Task statement: Give the lines of the records below as a JSON list of strings, one string per line and blank lines omitted. Start at the line containing "draw the outline of the man in costume" and continue to the end of the records.

___ Available data

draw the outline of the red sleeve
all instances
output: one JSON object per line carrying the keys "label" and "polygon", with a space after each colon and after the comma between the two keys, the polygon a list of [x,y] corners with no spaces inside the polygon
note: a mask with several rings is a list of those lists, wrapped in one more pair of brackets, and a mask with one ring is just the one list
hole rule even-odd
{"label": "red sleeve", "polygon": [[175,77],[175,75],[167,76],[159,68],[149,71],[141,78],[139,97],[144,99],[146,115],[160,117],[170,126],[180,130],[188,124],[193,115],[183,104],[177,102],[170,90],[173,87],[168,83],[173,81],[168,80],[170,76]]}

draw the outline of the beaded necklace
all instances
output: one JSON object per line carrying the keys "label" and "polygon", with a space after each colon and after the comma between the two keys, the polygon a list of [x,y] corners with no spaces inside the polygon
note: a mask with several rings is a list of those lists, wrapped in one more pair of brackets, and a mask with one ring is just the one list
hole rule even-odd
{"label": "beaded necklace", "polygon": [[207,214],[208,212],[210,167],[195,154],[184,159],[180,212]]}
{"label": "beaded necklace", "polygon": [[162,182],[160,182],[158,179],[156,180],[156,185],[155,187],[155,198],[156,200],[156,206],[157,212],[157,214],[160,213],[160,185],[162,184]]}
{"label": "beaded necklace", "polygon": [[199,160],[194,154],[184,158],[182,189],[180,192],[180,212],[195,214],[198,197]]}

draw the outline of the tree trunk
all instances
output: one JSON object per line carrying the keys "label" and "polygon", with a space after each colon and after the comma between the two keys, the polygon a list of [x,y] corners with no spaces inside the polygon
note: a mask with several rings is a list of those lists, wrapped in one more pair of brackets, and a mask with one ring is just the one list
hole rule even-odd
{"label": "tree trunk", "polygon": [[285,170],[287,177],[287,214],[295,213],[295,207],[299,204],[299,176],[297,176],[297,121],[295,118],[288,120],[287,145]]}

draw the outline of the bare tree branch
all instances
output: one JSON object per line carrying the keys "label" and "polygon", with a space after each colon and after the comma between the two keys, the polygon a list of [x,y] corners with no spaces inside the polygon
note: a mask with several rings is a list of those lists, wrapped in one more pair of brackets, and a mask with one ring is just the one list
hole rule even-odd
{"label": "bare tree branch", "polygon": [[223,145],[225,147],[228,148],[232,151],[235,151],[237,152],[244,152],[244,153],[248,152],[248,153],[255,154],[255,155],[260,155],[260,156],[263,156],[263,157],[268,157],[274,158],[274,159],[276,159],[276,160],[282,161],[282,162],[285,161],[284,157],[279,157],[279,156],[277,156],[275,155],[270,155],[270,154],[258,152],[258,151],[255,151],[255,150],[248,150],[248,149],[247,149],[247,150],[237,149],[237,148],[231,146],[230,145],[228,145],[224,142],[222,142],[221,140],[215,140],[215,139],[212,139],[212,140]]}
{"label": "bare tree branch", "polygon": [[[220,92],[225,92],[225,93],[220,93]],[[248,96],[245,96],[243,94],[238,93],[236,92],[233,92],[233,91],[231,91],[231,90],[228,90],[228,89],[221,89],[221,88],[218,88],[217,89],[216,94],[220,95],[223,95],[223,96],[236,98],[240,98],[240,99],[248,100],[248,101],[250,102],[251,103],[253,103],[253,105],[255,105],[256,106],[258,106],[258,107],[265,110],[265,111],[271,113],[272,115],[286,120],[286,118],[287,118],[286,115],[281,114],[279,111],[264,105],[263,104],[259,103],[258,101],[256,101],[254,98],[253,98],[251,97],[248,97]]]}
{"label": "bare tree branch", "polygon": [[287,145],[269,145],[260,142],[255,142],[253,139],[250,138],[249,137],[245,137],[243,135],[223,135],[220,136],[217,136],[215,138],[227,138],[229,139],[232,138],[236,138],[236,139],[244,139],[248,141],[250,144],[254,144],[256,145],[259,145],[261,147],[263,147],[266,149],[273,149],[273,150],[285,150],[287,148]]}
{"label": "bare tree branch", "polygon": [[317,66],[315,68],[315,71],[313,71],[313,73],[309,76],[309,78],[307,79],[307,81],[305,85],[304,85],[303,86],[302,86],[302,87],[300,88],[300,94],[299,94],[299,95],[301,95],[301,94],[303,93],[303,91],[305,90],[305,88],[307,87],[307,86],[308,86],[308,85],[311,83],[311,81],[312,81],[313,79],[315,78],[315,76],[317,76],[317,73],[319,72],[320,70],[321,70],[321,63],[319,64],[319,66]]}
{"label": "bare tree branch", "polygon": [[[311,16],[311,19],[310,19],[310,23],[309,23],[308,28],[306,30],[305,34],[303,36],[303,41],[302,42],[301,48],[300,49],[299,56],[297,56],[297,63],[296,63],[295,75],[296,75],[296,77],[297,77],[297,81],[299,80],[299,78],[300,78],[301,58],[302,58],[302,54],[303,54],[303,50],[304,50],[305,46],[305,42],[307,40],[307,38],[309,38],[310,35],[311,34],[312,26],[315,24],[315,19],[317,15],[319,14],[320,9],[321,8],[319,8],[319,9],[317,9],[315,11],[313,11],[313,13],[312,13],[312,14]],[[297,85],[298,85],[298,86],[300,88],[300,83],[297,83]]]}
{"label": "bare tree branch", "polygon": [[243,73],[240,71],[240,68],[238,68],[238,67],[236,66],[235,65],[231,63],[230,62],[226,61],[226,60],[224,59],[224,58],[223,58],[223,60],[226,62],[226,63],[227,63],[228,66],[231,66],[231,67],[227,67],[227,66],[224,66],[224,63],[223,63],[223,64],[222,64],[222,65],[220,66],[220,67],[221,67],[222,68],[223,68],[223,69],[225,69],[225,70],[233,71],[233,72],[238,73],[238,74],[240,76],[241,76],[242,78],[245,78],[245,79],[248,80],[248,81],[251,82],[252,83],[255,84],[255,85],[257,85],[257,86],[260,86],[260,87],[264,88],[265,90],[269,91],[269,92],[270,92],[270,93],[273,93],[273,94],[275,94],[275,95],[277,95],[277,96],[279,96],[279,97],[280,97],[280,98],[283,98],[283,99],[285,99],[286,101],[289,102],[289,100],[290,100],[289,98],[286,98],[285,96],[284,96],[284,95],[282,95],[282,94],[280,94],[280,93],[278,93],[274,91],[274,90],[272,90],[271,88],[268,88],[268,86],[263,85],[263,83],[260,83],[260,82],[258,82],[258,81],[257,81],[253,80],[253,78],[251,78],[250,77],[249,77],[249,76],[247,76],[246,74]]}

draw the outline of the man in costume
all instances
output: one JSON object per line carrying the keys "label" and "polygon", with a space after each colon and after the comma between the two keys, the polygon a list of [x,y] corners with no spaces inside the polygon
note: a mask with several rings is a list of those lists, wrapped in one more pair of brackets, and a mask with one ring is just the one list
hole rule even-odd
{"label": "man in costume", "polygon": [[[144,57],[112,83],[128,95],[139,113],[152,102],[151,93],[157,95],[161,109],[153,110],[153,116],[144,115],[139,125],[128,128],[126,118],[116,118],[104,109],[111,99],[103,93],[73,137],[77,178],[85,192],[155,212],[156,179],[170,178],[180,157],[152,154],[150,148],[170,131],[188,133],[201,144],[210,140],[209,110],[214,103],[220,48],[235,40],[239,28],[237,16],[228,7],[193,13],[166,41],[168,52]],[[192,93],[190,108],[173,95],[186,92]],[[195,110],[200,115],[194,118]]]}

______

Answer for the task:
[
  "draw the outline of the man in costume",
  "all instances",
  "output: one JSON object per line carrying the keys \"label\" and \"polygon\", with a space after each colon and after the comma between the two keys, the polygon a list of [x,y] corners with no spaces inside the polygon",
  "note: a mask with several rings is a list of those lists, wrapped in one more pair of brackets, and a mask with one ring is just the one list",
  "hole rule even-odd",
  "{\"label\": \"man in costume\", \"polygon\": [[[144,57],[112,83],[128,95],[139,113],[152,102],[151,93],[157,95],[161,109],[153,110],[153,116],[144,115],[139,125],[128,128],[126,118],[116,118],[104,109],[111,99],[103,93],[73,137],[77,178],[85,192],[155,212],[156,179],[170,178],[180,157],[152,154],[150,148],[170,131],[188,133],[201,144],[210,140],[209,110],[214,103],[220,48],[235,40],[239,28],[237,16],[228,7],[193,13],[166,41],[168,52]],[[192,93],[190,108],[173,95],[186,92]],[[195,110],[200,115],[194,118]]]}"
]